### Working data
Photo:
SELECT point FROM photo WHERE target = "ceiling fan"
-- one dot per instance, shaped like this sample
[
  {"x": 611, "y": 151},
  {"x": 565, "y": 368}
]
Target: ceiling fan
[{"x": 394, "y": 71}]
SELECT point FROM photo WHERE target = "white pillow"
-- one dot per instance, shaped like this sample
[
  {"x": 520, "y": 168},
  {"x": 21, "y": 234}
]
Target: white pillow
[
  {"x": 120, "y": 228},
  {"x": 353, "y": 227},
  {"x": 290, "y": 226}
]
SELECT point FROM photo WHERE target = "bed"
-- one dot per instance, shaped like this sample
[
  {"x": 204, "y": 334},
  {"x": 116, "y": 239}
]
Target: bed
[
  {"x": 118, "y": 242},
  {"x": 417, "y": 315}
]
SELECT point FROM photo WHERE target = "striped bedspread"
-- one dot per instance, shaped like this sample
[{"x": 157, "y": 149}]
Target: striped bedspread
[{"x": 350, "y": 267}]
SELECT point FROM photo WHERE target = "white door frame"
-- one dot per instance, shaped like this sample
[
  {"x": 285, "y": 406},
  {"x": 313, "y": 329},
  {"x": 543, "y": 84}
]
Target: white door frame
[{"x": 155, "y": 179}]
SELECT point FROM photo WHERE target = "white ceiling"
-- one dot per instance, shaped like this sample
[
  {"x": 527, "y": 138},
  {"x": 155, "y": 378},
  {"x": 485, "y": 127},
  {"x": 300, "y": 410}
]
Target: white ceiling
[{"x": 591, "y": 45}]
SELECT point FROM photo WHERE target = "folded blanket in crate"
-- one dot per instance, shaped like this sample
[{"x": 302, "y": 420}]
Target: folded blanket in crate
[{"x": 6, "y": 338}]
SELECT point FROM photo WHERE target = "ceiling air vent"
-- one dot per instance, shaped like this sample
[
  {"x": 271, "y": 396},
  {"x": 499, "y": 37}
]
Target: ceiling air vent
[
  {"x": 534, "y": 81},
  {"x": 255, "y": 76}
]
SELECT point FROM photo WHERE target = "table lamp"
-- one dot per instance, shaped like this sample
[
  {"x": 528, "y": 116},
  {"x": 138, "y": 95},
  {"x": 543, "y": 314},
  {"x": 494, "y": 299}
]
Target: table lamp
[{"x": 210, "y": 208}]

### Exercise directions
Display every line of the records that contains the string "striped". Treat uppercase and lowercase letters as distinct.

### Full output
SELECT point FROM photo WHERE target = "striped bedspread"
Target: striped bedspread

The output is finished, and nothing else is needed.